**Stated goal**
Repeat each entry exactly and drop the pictures.

**Data supplied**
- - -
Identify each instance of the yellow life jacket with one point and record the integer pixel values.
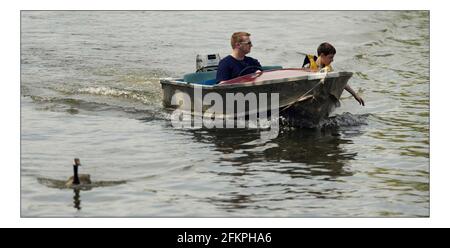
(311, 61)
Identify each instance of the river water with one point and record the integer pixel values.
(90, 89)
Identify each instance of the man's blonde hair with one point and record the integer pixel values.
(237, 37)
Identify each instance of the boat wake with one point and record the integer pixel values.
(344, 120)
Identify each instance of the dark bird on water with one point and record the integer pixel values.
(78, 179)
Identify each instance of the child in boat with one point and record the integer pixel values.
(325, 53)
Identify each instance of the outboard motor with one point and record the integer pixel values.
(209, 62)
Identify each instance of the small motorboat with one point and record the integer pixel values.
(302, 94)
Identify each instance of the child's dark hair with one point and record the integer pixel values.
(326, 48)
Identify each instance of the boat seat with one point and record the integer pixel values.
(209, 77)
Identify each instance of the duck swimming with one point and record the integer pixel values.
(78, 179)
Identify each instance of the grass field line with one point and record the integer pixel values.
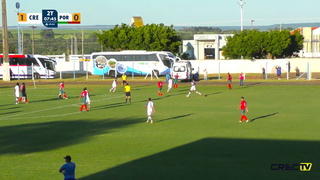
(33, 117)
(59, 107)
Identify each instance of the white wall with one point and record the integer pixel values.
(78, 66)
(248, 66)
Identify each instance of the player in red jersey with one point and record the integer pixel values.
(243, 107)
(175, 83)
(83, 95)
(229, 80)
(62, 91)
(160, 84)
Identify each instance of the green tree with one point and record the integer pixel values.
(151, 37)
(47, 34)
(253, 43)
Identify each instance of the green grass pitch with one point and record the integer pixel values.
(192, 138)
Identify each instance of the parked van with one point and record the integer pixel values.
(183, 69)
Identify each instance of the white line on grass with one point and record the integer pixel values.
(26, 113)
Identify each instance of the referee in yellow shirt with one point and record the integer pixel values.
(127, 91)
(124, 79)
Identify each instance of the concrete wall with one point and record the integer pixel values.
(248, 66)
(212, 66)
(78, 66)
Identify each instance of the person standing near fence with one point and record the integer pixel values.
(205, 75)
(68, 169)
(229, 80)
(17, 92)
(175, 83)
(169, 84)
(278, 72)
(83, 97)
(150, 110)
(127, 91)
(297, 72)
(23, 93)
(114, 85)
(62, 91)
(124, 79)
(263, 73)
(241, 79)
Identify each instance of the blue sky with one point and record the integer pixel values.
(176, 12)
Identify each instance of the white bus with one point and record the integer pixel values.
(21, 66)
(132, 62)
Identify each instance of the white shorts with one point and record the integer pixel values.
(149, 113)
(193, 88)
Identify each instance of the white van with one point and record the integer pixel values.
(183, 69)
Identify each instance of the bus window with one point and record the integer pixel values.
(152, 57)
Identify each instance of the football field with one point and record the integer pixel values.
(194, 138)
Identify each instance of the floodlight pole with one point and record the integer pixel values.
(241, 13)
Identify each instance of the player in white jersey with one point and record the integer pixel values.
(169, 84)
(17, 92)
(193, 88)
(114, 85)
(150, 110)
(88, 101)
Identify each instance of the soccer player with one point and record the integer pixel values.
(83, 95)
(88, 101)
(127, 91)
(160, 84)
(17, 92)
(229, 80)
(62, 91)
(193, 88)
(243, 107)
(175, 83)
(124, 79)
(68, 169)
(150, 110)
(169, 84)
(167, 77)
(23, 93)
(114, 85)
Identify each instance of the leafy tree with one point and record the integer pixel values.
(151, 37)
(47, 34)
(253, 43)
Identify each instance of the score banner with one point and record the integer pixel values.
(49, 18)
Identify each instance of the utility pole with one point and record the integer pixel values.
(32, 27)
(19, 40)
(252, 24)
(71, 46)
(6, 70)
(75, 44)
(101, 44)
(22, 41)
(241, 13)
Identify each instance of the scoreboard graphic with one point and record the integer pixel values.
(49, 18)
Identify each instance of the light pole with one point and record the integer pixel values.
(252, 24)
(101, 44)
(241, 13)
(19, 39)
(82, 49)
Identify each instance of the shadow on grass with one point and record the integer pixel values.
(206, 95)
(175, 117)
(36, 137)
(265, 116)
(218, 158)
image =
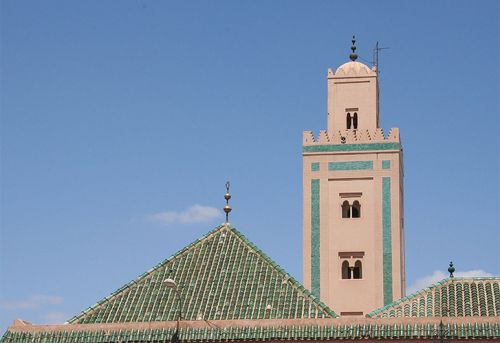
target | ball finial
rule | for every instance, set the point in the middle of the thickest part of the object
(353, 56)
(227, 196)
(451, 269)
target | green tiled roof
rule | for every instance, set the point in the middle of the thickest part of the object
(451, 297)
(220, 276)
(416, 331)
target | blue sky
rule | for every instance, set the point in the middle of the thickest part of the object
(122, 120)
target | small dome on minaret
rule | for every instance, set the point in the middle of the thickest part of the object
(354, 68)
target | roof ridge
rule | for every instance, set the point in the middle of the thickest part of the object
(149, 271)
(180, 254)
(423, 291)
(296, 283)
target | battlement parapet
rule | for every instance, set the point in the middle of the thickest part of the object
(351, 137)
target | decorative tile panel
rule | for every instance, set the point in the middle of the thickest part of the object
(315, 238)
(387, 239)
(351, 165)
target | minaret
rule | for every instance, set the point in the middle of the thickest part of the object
- - -
**Output below**
Identify each instance of the yellow life jacket with one point and record the integer pixel values.
(311, 61)
Identify each instance of the river water with one point and record the integer pixel values.
(90, 89)
Identify each instance of the man's blonde hair with one point and record the integer pixel values.
(237, 37)
Identify each instance of the boat wake with one point and record the integer pixel values.
(344, 120)
Identify each instance of the dark bird on water with one point and record the integer pixel values.
(78, 179)
Identify each instance of the child in boat with one point and record the integer pixel values.
(325, 53)
Identify each instance of the outboard motor with one point and record the integer pixel values.
(209, 62)
Identify each instance of the small motorboat with one point and record the integer pixel values.
(302, 94)
Identify each instance of the child's dark hair with one point and record the integer pixel values.
(326, 48)
Identify each instance of the boat seat with one point and record the integer pixel values.
(209, 77)
Identify each instance of the duck swimming with one point and record the integer pixel values.
(78, 179)
Identify each instance of the grass field line with one point and record the integer pixel values.
(33, 117)
(59, 107)
Identify each instance of the white wall with one point and record the integer pixel values.
(78, 66)
(248, 66)
Identify each instance of the player in red jersey with one point and record the integer pixel values.
(243, 107)
(175, 83)
(83, 95)
(229, 80)
(62, 91)
(160, 84)
Identify each instance of the green tree with one point and record the integer pixel values.
(151, 37)
(47, 34)
(253, 43)
Identify each instance of the green grass pitch with one point and record the integer pixel values.
(192, 138)
Identify each instance of the parked van with one point and record the integer pixel values.
(183, 69)
Identify each instance of the white line on grass with one point and record the integer pixel values.
(26, 113)
Identify each instance of the referee in yellow shirt with one point and record the integer pixel values.
(127, 91)
(124, 79)
Identify each instance of the concrete wall with one point and record the integer pixel values.
(248, 66)
(212, 66)
(78, 66)
Identify each instance of the person standing near fence with one point and record the integer pixel values.
(205, 75)
(68, 169)
(229, 80)
(17, 92)
(175, 83)
(169, 84)
(278, 72)
(83, 97)
(150, 110)
(127, 91)
(297, 72)
(23, 93)
(114, 85)
(62, 91)
(124, 79)
(263, 73)
(241, 79)
Identify each instance of the blue sky with one point and record the integer pixel values.
(176, 12)
Identify each instance of the white bus with one point and record the integer pixel values.
(21, 66)
(132, 62)
Identify each instance of the white shorts with one point and record the integer pixel values.
(149, 113)
(193, 88)
Identify each instance of the white van with one point and record the integer pixel values.
(183, 69)
Identify each instance of the bus window with one point and record the integer pixel values.
(152, 57)
Identify each instance of the football field with one point and record the integer pixel values.
(194, 138)
Identify each instance of the floodlight pole with one point and record the integer pixel values.
(241, 13)
Identify each instance of the player in white jersey with one point and record the integer pixel values.
(169, 84)
(17, 92)
(193, 88)
(114, 85)
(150, 110)
(88, 101)
Identify each instance of the soccer player with one point and record the integer pixel values.
(83, 95)
(88, 101)
(127, 91)
(160, 84)
(17, 92)
(229, 80)
(62, 91)
(193, 88)
(243, 107)
(175, 83)
(124, 79)
(68, 169)
(150, 110)
(169, 84)
(167, 77)
(23, 93)
(114, 85)
Identify each instance of the leafy tree with one point and record the integer pixel values.
(151, 37)
(47, 34)
(253, 43)
Identify each instance of the score banner with one point and record the integer pixel values.
(49, 18)
Identify each instance of the utility pole with one point and record the integer pixel values.
(32, 27)
(19, 40)
(252, 24)
(71, 46)
(6, 70)
(75, 44)
(101, 44)
(22, 41)
(241, 13)
Identify each instance of the scoreboard graphic with one point and record the integer pixel values.
(49, 18)
Identify each instance of the light pole with one point and record the integer pixel values.
(252, 24)
(101, 44)
(241, 13)
(19, 39)
(82, 49)
Identify each instance of the shadow on grass with one point and record the integer pixel values.
(206, 95)
(175, 117)
(36, 137)
(265, 116)
(218, 158)
image =
target | ball finial
rule | for every instance, set the point in the middle of the thickest part of the object
(353, 56)
(227, 196)
(451, 269)
target | green tiled roof
rule | for every instance, set the point in the middle of the thickest part of the object
(451, 297)
(220, 276)
(416, 331)
target | blue sky
rule | for every instance, set the point in the middle of the thickest part of the object
(122, 120)
target | small dome on minaret
rule | for every instance, set the point in the middle of the thickest part of the object
(354, 68)
target | roof ridge
rule | for every instance, set the point in the middle of the thickest part of the object
(149, 271)
(180, 254)
(423, 291)
(296, 283)
target | battlement parapet
rule | for every instance, set the point in the middle of the thickest part of the object
(351, 137)
target | decorative tile panel
rule | for every instance, set the point in the middle of the thickest part of the object
(315, 238)
(387, 239)
(351, 165)
target | minaret
rule | for every instance, set the point in the middle of the thickest part of the object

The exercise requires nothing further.